Goal of the exercise: Exactly as they appear, copy the lines from the start of the entries below to the line containing "Category: green grass", both ends included.

Input records:
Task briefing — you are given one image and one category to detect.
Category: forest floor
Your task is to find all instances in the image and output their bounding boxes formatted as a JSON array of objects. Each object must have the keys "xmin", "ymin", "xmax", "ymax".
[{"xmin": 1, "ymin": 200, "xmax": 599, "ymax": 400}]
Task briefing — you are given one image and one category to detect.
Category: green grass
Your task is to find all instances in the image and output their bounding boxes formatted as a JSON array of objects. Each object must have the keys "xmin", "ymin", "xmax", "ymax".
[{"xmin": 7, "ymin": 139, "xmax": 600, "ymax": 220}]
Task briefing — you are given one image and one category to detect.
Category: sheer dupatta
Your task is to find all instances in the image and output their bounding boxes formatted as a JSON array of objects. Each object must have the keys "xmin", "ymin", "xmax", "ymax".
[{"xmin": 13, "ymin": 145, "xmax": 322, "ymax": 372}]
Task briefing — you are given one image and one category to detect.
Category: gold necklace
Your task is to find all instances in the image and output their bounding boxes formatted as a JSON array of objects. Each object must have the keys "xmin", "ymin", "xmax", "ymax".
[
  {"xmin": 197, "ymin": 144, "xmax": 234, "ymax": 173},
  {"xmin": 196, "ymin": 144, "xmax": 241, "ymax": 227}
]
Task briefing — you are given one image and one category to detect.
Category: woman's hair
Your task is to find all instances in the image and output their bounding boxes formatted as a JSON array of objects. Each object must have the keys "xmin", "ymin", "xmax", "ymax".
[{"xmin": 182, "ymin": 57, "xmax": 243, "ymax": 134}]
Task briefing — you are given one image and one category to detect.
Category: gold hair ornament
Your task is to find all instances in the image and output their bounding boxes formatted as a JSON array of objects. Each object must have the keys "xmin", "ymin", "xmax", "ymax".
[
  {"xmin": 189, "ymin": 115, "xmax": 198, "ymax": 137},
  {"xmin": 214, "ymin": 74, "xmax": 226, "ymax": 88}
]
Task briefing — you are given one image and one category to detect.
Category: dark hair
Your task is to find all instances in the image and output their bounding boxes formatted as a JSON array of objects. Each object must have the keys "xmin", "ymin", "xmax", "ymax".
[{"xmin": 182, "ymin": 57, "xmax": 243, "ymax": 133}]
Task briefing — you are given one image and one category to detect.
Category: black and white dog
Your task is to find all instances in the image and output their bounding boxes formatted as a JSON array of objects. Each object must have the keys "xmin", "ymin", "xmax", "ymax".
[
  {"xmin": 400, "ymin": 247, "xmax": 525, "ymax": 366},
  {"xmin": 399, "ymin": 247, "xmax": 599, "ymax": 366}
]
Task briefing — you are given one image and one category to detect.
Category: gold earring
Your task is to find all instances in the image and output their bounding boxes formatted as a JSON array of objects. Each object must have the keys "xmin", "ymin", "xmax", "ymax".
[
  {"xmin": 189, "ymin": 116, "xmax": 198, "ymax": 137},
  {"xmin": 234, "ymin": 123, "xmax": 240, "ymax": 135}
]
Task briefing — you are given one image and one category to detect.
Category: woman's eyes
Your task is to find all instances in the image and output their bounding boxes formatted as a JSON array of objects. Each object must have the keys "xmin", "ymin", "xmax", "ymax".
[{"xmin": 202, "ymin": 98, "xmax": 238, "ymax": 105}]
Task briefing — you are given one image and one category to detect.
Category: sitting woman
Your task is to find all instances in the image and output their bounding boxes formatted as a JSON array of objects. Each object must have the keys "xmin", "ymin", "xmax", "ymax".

Task output:
Task briefing — you are given one image and one category to detect.
Category: forest floor
Your task is to find all instances in the image and output their bounding boxes formatted as a JSON array of objects. Each object must have the keys "xmin", "ymin", "xmax", "ymax".
[{"xmin": 1, "ymin": 200, "xmax": 599, "ymax": 400}]
Task briefing — you are given one image and one category to detect.
Category: green grass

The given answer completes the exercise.